*Requirement*.
Please answer these from the text on trap handling below, ignoring the material:
(a) In which file is ``idio_raise_condition()`` found?
(b) In the first example, what value does the handler set *val* to?
(c) What does the text say makes the ``^idio-error`` trap handle ``^rt-divide-by-zero-error``?

*Reading text*.
============================================================
Operational Behaviour
^^^^^^^^^^^^^^^^^^^^^

The expression ``1 / 0`` will get a little way into some piece of code
before something realises that the denominator is zero.  That code
will raise an ``^rt-divide-by-zero-error`` condition and call
``idio_raise_condition()`` in :file:`src/vm.c`.

That code will rummage about on the stack looking down the list of
traps on the stack looking for one which will handle
``^rt-divide-by-zero-error`` or one of its ancestors.

Having found such a trap it will then push onto the stack:

* the current *PC* -- ie. where to return to

* the program state

* the trap details for this (just found) trap's parent so that if this
  handler fails and the code circles around,
  ``idio_raise_condition()`` will invoke its parent (and not itself).

* the *PC* for CHR in the prologue

We then run the handler.

In this case the handler sets *val* to ``3`` and ends, ie. calls
``RETURN``.

``RETURN`` finds the *PC* for CHR on the top of the stack which will
pop a trap off the stack (our handler's parent), restore the program
state and call ``RETURN``.

This ``RETURN`` (in CHR) will find the *PC* for the original body code
and the invocation of ``1 / 0`` will return with the value... ``3``.

OK, OK, possibly not the best way to handle a divide by zero error!

Double-stacking
---------------

:socrates:`What if my handler reverts to another handler?` Whelp,
steady on.

.. code-block:: idio

   trap ^idio-error (function (c) {
		       ;; {HERE}
		       3
   }) {
     trap ^rt-divide-by-zero-error (function (c) {
				      raise c
     }) {
       display* "1: 1 / 0 =" (1 / 0)
     }
   }

Now we'll have had two (protecting?) traps pushed onto the stack.  In
invoking the inner ``^rt-divide-by-zero-error`` handler,
``idio_raise_condition()`` will have pushed the next trap handler onto
the stack (*irrespective* of whether it handles
``^rt-divide-by-zero-error`` because we don't know what the handler is
going to do!).

As we can see, that handler passes the buck and
``idio_raise_condition()`` finds that, as it happens, the next trap
handler does handle ``^rt-divide-by-zero-error`` (as ``^idio-error``
is an ancestor of all :lname:`Idio` errors) and so it has to push the
parent of *that* handler onto the stack.  Again, like before, we don't
know who that parent is.

That gives us the slightly messy graph:

.. graphviz::

   digraph lower {
       graph [ rankdir="LR" ];
       node [ shape=box; fontsize=12; ]

       body [
		shape="record"
		label="(body)|<f0> ...|<f1>1 / 0|<f2>..."
       ];

       handler_c1 [
		shape="record"
		label="(handler c1)|<f0> raise condition|<f21>RETURN"
============================================================
*Available data*.
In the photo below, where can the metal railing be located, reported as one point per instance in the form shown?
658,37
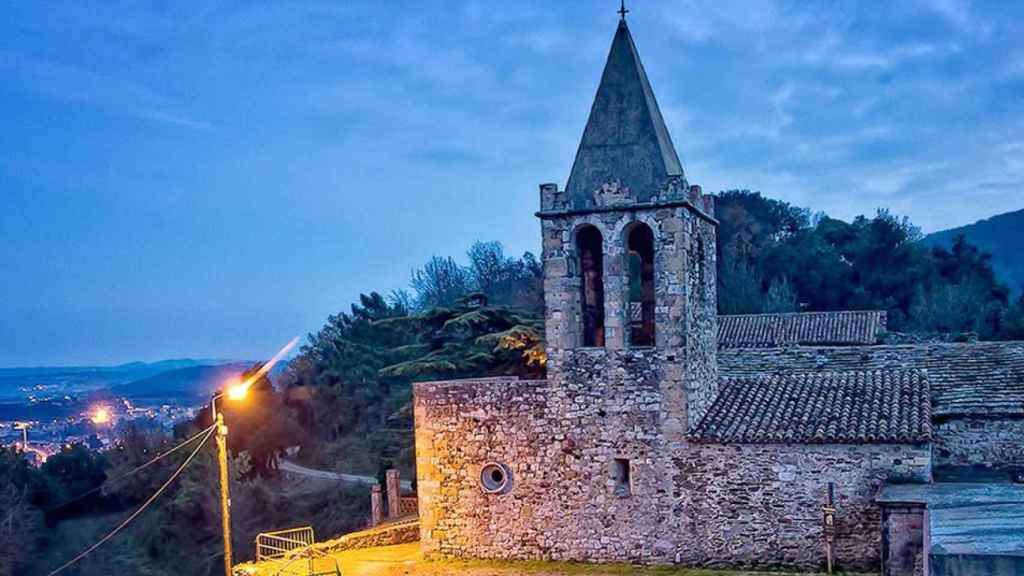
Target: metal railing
============================================================
*Task answer*.
(a) :file:`src/vm.c`
(b) ``3``
(c) ``^idio-error`` is an ancestor of all Idio errors.